### Listagem
○ ○ ○
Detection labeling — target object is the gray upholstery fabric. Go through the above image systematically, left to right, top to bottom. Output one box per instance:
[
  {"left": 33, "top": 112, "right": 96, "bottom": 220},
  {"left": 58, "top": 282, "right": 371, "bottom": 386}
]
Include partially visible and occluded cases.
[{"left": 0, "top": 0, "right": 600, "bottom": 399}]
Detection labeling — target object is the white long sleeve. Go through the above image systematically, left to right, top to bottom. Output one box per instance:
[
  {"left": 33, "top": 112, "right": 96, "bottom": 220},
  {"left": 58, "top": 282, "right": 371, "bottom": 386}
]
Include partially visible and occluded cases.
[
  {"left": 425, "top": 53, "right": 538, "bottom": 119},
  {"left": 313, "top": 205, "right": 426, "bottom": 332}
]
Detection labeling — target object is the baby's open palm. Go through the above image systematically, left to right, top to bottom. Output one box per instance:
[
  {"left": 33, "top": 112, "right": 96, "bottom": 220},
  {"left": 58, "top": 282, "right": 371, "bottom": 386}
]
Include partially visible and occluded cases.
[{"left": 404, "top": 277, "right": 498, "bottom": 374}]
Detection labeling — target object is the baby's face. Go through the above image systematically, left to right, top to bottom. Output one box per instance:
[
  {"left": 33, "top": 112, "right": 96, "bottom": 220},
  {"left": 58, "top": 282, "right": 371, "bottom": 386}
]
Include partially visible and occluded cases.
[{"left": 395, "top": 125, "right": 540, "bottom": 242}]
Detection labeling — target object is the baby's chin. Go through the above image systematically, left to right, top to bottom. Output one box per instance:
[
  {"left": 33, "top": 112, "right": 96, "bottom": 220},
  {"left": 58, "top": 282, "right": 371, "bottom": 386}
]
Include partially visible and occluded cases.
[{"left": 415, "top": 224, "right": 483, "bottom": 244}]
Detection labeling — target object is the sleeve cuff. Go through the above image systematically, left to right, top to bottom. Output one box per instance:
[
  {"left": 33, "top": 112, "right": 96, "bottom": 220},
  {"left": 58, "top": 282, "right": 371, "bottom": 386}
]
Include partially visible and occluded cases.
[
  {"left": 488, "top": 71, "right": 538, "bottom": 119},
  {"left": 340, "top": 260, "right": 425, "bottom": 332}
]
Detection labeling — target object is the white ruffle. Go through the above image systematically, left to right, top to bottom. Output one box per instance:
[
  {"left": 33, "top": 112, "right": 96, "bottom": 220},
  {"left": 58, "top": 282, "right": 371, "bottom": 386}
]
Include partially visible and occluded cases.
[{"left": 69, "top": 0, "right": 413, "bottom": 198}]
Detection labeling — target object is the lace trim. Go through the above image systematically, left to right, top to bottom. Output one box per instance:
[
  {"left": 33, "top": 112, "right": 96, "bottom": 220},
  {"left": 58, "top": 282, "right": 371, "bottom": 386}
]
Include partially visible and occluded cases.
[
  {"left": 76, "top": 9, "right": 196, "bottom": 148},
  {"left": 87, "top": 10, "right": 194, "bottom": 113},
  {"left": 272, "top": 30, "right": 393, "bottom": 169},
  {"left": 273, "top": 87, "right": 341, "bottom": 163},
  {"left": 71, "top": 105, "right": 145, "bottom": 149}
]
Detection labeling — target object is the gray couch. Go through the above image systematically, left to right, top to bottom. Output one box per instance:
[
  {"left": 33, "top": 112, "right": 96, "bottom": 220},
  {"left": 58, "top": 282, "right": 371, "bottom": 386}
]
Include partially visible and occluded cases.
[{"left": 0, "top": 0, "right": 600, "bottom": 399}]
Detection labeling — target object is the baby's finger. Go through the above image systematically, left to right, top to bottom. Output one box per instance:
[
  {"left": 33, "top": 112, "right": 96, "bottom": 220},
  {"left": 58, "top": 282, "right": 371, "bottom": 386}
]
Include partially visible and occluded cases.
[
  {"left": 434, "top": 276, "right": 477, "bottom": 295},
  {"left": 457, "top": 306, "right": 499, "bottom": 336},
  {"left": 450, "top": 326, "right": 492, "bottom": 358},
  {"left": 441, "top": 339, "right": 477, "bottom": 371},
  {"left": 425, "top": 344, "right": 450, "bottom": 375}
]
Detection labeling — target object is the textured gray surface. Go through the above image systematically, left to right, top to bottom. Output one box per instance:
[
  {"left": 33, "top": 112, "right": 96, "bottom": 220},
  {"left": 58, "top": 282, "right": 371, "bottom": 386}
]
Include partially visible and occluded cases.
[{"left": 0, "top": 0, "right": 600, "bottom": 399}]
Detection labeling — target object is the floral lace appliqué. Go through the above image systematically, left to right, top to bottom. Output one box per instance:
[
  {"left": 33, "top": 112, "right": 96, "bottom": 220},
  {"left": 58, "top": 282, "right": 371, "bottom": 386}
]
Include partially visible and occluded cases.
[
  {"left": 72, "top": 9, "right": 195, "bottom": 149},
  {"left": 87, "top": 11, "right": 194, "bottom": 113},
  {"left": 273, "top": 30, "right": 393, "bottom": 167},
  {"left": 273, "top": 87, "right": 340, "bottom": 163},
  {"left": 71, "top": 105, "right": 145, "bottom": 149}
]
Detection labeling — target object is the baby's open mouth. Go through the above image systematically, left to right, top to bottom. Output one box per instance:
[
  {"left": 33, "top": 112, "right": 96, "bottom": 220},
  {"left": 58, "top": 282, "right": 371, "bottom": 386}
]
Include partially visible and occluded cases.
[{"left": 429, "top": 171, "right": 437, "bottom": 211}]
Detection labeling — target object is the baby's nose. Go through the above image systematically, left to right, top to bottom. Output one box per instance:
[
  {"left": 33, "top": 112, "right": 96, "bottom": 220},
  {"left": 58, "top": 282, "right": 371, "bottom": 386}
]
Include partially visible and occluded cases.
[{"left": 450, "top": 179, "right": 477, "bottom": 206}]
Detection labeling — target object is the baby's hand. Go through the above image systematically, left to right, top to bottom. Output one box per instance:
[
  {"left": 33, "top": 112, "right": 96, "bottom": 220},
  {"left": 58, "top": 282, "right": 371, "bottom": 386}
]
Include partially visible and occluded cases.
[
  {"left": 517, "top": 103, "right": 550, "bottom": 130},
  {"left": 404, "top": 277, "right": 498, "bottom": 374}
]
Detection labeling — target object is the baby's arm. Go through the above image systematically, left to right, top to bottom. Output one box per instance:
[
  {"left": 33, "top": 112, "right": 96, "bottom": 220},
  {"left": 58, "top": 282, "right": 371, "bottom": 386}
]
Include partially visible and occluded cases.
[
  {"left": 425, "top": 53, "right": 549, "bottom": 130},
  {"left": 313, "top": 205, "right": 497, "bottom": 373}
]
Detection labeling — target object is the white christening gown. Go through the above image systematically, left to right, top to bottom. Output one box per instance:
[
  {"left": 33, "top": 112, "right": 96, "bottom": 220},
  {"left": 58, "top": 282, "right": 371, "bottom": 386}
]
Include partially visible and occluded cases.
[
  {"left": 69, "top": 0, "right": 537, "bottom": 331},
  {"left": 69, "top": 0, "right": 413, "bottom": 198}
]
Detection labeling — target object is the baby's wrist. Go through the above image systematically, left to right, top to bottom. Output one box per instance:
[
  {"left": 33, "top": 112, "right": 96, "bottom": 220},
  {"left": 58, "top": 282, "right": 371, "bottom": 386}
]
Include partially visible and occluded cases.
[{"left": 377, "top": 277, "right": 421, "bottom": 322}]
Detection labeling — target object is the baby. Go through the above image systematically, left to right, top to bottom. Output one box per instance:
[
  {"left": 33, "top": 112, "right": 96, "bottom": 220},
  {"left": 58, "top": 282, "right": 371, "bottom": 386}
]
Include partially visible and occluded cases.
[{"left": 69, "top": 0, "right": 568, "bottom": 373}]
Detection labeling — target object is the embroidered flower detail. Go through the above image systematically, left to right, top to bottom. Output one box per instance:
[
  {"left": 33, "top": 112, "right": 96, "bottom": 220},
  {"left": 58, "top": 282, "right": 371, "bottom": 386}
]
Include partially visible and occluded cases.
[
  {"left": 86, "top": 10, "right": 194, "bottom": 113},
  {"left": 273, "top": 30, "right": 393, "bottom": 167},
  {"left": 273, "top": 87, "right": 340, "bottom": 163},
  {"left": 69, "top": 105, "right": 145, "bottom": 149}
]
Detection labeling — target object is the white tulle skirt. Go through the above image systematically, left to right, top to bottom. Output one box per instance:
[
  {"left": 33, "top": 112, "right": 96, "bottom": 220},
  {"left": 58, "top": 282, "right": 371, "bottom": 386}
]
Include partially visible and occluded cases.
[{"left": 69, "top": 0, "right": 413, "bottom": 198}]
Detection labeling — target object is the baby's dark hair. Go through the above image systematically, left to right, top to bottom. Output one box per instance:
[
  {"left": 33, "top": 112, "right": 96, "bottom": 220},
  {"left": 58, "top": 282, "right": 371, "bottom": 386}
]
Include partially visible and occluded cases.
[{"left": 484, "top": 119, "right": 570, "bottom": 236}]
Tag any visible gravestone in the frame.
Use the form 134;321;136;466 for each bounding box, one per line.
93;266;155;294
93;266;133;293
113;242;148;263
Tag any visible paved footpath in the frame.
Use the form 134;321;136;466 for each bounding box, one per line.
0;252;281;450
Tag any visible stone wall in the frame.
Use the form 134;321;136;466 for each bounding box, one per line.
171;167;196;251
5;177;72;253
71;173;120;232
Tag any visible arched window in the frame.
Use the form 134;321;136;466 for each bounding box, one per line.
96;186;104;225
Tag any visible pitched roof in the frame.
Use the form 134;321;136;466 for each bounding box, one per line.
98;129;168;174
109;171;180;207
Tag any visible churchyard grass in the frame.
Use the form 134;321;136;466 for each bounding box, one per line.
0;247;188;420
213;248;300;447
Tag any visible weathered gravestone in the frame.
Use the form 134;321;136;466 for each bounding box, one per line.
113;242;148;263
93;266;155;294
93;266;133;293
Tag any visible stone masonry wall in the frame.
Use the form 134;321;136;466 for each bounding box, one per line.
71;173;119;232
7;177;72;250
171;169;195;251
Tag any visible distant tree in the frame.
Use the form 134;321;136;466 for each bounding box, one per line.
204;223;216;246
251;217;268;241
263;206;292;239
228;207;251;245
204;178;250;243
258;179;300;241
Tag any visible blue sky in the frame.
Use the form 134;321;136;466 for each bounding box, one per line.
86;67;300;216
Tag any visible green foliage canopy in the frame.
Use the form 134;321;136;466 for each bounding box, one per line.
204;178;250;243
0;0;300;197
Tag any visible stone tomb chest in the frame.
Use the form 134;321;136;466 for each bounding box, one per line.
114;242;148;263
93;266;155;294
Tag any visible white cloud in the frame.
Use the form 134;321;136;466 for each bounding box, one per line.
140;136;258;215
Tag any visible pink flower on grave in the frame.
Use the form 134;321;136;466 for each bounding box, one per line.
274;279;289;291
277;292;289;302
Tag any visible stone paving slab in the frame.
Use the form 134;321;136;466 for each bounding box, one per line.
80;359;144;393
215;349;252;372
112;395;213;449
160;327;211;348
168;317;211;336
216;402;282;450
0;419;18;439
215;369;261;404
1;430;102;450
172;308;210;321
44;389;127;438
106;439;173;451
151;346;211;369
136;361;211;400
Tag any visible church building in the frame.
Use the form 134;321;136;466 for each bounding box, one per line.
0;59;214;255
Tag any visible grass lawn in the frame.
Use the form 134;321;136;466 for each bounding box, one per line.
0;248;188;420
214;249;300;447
○ ○ ○
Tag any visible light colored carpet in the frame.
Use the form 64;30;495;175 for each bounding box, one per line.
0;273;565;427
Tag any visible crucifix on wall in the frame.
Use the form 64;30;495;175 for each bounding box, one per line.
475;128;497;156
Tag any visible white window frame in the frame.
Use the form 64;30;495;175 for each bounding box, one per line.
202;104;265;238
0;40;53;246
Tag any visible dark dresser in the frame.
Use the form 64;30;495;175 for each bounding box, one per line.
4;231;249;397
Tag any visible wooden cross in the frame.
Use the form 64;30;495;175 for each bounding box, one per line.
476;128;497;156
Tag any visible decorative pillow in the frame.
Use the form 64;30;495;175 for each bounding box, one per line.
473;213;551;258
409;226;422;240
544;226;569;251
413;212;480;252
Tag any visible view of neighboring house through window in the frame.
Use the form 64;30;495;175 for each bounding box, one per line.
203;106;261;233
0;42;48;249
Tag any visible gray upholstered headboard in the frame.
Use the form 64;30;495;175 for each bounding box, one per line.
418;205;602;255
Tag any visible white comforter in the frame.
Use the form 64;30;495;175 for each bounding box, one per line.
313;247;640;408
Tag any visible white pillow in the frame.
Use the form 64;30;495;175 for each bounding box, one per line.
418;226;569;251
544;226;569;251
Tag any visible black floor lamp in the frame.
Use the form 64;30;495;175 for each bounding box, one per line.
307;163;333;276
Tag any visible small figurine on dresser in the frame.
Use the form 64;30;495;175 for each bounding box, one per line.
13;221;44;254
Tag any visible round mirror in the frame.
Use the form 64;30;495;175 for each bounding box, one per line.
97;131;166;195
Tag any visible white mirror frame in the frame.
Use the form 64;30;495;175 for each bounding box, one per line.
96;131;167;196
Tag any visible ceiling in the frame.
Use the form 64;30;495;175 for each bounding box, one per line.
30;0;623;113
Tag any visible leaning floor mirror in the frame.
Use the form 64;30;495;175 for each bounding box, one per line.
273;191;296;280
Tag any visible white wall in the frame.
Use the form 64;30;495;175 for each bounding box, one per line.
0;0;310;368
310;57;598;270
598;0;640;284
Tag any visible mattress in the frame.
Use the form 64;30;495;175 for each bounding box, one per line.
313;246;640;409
○ ○ ○
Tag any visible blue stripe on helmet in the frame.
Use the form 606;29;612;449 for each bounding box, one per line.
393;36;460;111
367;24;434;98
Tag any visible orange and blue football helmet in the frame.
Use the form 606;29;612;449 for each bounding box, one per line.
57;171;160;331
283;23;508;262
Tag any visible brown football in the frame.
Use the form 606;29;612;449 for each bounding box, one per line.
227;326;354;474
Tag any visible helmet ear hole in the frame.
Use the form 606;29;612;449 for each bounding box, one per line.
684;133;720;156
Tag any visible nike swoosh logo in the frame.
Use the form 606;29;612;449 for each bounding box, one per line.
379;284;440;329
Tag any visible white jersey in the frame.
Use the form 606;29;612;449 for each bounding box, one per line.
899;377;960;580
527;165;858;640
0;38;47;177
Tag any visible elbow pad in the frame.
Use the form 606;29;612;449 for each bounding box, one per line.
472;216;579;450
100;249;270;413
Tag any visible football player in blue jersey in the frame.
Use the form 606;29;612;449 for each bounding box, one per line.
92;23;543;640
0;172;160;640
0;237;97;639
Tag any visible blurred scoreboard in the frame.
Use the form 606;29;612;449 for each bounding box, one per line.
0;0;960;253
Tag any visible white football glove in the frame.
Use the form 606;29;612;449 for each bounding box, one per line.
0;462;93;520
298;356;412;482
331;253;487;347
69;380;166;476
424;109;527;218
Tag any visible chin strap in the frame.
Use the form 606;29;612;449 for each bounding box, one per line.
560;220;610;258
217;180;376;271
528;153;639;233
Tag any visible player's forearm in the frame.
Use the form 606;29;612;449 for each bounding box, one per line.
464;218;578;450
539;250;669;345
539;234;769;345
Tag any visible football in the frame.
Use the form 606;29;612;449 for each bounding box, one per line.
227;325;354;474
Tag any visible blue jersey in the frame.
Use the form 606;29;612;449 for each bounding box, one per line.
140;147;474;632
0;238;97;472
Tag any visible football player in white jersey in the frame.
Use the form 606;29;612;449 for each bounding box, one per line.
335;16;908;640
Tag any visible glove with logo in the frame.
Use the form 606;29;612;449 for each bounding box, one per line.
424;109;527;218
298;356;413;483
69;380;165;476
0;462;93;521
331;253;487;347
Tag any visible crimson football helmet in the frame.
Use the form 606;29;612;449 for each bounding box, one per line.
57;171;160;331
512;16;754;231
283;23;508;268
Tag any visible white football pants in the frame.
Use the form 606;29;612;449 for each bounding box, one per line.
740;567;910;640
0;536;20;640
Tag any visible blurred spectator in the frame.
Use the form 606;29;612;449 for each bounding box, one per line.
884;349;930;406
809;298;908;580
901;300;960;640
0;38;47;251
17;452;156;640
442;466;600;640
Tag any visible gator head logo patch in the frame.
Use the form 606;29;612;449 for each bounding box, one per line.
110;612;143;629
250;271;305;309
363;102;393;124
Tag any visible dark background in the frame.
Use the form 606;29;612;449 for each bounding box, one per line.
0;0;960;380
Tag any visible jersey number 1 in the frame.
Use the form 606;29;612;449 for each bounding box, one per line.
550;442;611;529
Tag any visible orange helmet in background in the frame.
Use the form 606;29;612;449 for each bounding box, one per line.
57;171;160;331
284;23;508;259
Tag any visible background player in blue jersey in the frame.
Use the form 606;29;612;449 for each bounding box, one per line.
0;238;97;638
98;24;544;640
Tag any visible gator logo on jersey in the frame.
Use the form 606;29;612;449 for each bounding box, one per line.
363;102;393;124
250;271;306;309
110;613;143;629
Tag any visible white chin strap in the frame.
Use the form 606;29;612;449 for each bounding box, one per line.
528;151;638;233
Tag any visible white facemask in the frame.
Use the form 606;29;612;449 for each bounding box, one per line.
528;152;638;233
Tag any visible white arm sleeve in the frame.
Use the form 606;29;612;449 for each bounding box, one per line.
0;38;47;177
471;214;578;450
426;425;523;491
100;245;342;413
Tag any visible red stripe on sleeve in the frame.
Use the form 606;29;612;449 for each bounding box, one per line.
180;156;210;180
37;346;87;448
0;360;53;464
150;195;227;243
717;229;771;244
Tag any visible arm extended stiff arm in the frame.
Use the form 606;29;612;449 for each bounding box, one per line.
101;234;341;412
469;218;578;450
○ ○ ○
### Tarefa a realizar
Na listagem acima, formate como lista JSON de strings tudo o que vai da linha que contém "Tag any visible pink" até a linha que contém "277;292;289;302", com as duas incluídas. Cada linha deve virar uma string, e as linhas em branco ficam de fora.

### Resposta da tarefa
[
  "Tag any visible pink flower on grave in the frame.",
  "Use the form 134;321;136;466 for each bounding box, one per line.",
  "274;279;289;291",
  "277;292;289;302"
]